# Set exercise
Each entry below should be reproduced character for character.

---- Records for this exercise

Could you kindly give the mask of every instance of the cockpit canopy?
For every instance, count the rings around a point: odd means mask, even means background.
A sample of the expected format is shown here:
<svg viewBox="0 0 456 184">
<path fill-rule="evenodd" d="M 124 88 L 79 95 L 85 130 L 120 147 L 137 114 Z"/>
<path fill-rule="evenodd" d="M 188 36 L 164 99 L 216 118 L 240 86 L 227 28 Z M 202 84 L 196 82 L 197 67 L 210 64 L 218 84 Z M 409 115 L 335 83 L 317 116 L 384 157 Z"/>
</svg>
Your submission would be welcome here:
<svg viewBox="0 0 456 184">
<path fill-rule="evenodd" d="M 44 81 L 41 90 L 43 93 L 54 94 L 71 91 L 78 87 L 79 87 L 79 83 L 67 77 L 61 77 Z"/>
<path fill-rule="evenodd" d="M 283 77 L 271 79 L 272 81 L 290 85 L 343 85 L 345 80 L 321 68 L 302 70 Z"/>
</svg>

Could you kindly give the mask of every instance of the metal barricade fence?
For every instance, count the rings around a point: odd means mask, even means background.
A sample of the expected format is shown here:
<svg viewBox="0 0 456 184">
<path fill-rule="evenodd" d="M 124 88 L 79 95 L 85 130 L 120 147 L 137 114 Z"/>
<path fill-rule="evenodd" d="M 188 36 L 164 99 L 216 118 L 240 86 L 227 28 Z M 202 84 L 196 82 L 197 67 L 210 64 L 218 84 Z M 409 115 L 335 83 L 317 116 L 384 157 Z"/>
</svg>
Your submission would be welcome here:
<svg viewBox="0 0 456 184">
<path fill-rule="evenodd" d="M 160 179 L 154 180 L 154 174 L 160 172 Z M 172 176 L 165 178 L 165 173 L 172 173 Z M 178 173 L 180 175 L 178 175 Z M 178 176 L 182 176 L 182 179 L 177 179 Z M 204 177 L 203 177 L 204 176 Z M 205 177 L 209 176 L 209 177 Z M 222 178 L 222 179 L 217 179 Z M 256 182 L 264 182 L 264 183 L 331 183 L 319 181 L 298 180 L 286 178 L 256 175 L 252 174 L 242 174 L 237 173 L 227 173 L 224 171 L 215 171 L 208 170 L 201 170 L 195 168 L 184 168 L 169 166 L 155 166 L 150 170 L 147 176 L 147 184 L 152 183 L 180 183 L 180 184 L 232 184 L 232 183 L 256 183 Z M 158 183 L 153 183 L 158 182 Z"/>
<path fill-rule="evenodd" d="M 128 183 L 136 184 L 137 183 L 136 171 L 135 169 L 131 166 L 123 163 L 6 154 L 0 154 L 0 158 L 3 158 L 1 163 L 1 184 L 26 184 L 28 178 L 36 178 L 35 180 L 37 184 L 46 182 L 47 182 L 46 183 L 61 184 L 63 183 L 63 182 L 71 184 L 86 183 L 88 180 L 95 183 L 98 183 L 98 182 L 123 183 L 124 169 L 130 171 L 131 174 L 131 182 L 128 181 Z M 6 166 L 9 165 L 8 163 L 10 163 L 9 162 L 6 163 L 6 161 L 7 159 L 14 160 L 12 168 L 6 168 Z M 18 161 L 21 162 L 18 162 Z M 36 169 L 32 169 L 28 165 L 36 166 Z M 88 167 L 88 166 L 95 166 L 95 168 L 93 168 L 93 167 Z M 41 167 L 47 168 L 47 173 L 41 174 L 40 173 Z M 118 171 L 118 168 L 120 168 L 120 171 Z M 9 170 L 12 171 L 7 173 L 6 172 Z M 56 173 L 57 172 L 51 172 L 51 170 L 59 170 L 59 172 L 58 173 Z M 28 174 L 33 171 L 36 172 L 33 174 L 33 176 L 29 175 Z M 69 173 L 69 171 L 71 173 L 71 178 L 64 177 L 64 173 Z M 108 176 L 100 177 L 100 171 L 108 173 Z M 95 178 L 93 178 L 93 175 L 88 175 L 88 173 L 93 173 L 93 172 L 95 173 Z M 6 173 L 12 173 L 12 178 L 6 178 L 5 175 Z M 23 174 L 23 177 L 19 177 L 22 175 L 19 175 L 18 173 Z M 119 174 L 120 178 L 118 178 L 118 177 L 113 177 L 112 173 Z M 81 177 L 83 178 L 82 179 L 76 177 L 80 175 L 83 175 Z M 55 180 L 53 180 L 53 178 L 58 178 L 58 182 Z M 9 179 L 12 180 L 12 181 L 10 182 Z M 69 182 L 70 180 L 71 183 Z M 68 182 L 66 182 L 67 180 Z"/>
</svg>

--------

# Task solution
Could you kindly give the mask of every instance of the cockpit canopy?
For every instance, count the rings around a point: odd means mask, even means background.
A sample of the expected format is shown here:
<svg viewBox="0 0 456 184">
<path fill-rule="evenodd" d="M 124 88 L 79 95 L 85 130 L 120 147 L 137 114 Z"/>
<path fill-rule="evenodd" d="M 188 36 L 164 99 L 216 118 L 240 86 L 227 28 Z M 202 84 L 196 82 L 197 67 L 210 64 L 218 84 Z M 409 115 L 335 83 L 317 116 L 384 157 Z"/>
</svg>
Your submission would be welcome here:
<svg viewBox="0 0 456 184">
<path fill-rule="evenodd" d="M 44 81 L 41 90 L 43 93 L 54 94 L 71 91 L 78 87 L 79 87 L 79 83 L 67 77 L 61 77 Z"/>
<path fill-rule="evenodd" d="M 283 77 L 271 79 L 272 81 L 290 85 L 343 85 L 345 80 L 321 68 L 302 70 Z"/>
</svg>

Could you kindly give the mask of every instance of the metal barricade fence?
For every instance, count the rings around a point: odd means mask, even means background.
A sample of the expected format is shown here:
<svg viewBox="0 0 456 184">
<path fill-rule="evenodd" d="M 124 88 L 79 95 L 85 130 L 120 147 L 137 114 Z"/>
<path fill-rule="evenodd" d="M 188 36 L 164 99 L 216 118 L 240 86 L 227 28 Z M 202 84 L 196 82 L 197 67 L 210 64 L 218 84 Z M 409 115 L 335 83 L 317 116 L 384 157 Z"/>
</svg>
Your submission would be welcome here:
<svg viewBox="0 0 456 184">
<path fill-rule="evenodd" d="M 160 179 L 154 180 L 154 174 L 160 172 Z M 172 176 L 165 178 L 165 173 L 172 173 Z M 178 173 L 180 175 L 178 175 Z M 178 176 L 182 176 L 182 179 L 177 179 Z M 204 177 L 203 177 L 204 176 Z M 205 177 L 209 176 L 209 177 Z M 222 178 L 222 179 L 217 179 Z M 256 182 L 264 182 L 264 183 L 331 183 L 319 181 L 298 180 L 286 178 L 256 175 L 252 174 L 242 174 L 237 173 L 227 173 L 224 171 L 215 171 L 208 170 L 201 170 L 195 168 L 184 168 L 169 166 L 155 166 L 150 170 L 147 176 L 147 184 L 152 183 L 180 183 L 180 184 L 232 184 L 232 183 L 256 183 Z M 158 183 L 153 183 L 158 182 Z"/>
<path fill-rule="evenodd" d="M 128 183 L 136 184 L 137 183 L 136 171 L 135 169 L 131 166 L 123 163 L 6 154 L 0 154 L 0 158 L 3 158 L 1 163 L 1 184 L 26 184 L 28 178 L 36 178 L 35 180 L 37 184 L 46 182 L 47 182 L 46 183 L 61 184 L 63 183 L 63 182 L 71 184 L 86 183 L 88 180 L 95 183 L 98 183 L 98 182 L 123 183 L 124 169 L 130 171 L 131 174 L 131 182 L 128 181 Z M 6 166 L 9 165 L 8 163 L 10 163 L 9 162 L 6 163 L 6 161 L 7 159 L 14 160 L 12 168 L 6 168 Z M 18 161 L 21 162 L 18 162 Z M 36 169 L 32 169 L 28 165 L 36 166 Z M 88 167 L 88 166 L 95 166 L 95 168 L 93 168 L 93 167 Z M 41 167 L 47 168 L 47 173 L 41 174 L 40 173 Z M 118 171 L 118 168 L 120 168 L 120 171 Z M 9 170 L 12 171 L 7 173 L 6 172 Z M 56 173 L 57 172 L 51 172 L 51 170 L 59 170 L 59 172 L 58 173 Z M 28 174 L 33 171 L 36 172 L 33 174 L 33 176 L 29 175 Z M 69 173 L 69 171 L 71 173 L 71 178 L 64 177 L 64 173 Z M 108 176 L 100 177 L 100 171 L 108 173 Z M 95 178 L 93 178 L 93 175 L 88 175 L 88 173 L 93 173 L 93 172 L 95 173 Z M 6 173 L 12 173 L 12 178 L 6 178 L 5 175 Z M 23 174 L 23 177 L 19 177 L 22 175 L 19 175 L 18 173 Z M 119 174 L 120 178 L 118 178 L 118 177 L 113 177 L 112 173 Z M 81 177 L 83 178 L 82 179 L 76 177 L 80 175 L 83 175 Z M 55 180 L 53 180 L 53 178 L 58 178 L 58 182 Z M 9 179 L 12 180 L 12 181 L 10 182 Z M 69 182 L 70 180 L 71 183 Z M 68 182 L 66 182 L 67 180 Z"/>
</svg>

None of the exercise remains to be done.